* Supplied text
The broadest measure of European equities just hit new 52-week highs last week.
As you can see here, Europe went nowhere for 20 years, mostly due to its lack of exposure to high growth stocks like the United States.
And now that those growth stocks have been out of favor, and it's the more Industrial and cyclical stocks leading the way this bull market, Europe is the global leader once again.
It's the U.S. that's the laggard.
Here's the Euro STOXX 600 hitting new 52-week highs and coming out of a multi-decade base:
It was funny, there I was telling people it was a new bull market, because we actually do the work around here, but investors weren't buying it.
In fact, we saw 44 consecutive weeks of more bears than bulls among individual investors. This was an even longer streak than we saw during the Financial crisis. Longer than COVID.
People were really angry.
You can see the AAII Bulls and Bears, along with their consecutive streaks plotted below:
I remember last year getting yelled at and trolled online because I was talking about breadth improvement.

* Provided material

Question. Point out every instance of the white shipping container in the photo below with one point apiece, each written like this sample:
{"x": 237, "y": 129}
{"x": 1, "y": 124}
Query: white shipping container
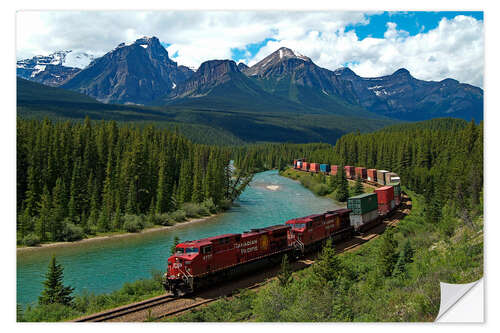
{"x": 359, "y": 220}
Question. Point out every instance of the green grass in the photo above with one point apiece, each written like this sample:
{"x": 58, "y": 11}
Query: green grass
{"x": 363, "y": 293}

* Goal of the exercise
Carry on the market commentary about European stocks, starting right after its last sentence.

* Task output
Just because their stupid computers weren't telling them that it was time to buy didn't stop me and my team from simply counting how many stocks were going up vs how many were going down.
Boy did that serve us well as stocks have absolutely ripped higher over the past couple quarters.
We've been in a raging bull market while most investors keep asking me when stocks are going to bottom.
That's how far removed most people are from reality.
In fact, market breadth has improved so much that we're now seeing more stocks making new 52-week highs than we saw at the peak in the S&P500, Dow Jones Industrial Average and Nasdaq back in late 2021.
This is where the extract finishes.